→ **GOAL**: Output all lines exactly, with nothing added or dropped.
--------
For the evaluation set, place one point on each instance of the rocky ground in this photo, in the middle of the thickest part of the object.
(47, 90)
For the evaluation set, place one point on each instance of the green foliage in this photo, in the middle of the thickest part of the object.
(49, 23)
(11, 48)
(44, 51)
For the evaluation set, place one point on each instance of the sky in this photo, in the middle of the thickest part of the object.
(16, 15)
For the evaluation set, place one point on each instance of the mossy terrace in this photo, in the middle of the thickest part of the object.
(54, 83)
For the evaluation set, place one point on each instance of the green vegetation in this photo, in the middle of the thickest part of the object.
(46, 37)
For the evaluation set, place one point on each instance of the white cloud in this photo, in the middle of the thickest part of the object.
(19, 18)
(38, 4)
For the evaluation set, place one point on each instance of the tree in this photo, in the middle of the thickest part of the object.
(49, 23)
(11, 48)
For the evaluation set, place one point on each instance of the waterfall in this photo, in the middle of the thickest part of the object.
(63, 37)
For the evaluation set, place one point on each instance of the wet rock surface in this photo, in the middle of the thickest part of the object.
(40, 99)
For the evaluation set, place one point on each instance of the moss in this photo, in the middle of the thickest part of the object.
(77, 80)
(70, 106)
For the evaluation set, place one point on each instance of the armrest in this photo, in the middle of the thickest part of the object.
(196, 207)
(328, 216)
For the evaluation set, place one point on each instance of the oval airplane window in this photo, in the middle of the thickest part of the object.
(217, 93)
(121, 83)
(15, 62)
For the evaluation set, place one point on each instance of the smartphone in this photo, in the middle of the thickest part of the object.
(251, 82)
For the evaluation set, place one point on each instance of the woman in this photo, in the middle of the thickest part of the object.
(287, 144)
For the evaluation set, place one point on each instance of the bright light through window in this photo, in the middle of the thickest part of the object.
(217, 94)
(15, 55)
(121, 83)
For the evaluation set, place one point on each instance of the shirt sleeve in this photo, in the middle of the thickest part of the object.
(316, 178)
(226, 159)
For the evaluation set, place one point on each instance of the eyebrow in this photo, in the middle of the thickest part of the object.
--------
→ **SOLUTION FOR THIS EXERCISE**:
For the evaluation set, place one point on each instance of the rocky ground in this photo, in the middle of the thickest part of the object.
(47, 90)
For the evaluation set, place one point on each instance of the green foliage in this photo, in the middle of the thickest part of the object.
(49, 23)
(11, 48)
(44, 51)
For the evaluation set, place one point on each instance of the sky in this photo, in the middle of the thickest part of the object.
(16, 15)
For the evaluation set, place one point on each instance of the mossy terrace in this photo, in the middle of the thickest part of the object.
(54, 83)
For the evaluation set, place one point on each instance of the green vegetation in this photo, in the middle of the thickest part of the object.
(46, 37)
For the evaluation set, place one point on each instance of the white cloud in this photo, in the middle of the thickest part of the object.
(19, 18)
(38, 4)
For the evaluation set, place one point on each instance of the tree in this photo, in the middle of the thickest part of the object.
(49, 23)
(11, 48)
For the evaluation set, place one point on each instance of the waterfall in this photo, in the middle of the thickest part of the object.
(63, 37)
For the evaluation set, place one point on each instance of the wet rock surface in this photo, in the middle of the thickest part of the object.
(40, 99)
For the evaluation set, place one point on each instance of the moss in this photo, in the middle of the thickest part of the object.
(77, 80)
(70, 106)
For the evaluation set, place one point on each instance of the armrest in this photo, in the middle of the thickest part of the object.
(196, 207)
(328, 216)
For the evaluation set, place one point on each instance of the oval airplane window in this photo, in the middle of the thickest part of the object.
(217, 93)
(121, 83)
(15, 62)
For the evaluation set, place one point on each instance of the smartphone in this photo, in the middle of the thickest part of the object.
(251, 82)
For the evaluation set, place one point on each instance of the woman in this photo, in the middle of the thickest part of the object.
(287, 144)
For the evaluation set, place one point on each instance of the bright light through window in this photo, in the middle of the thickest part of the object.
(217, 94)
(15, 55)
(121, 83)
For the evaluation set, place one point on each instance of the shirt sleeve in this photo, in the middle of the thickest part of the object.
(316, 178)
(226, 159)
For the evaluation set, place one point on each instance of the eyebrow in this photo, in the middle of the thickest part of the object.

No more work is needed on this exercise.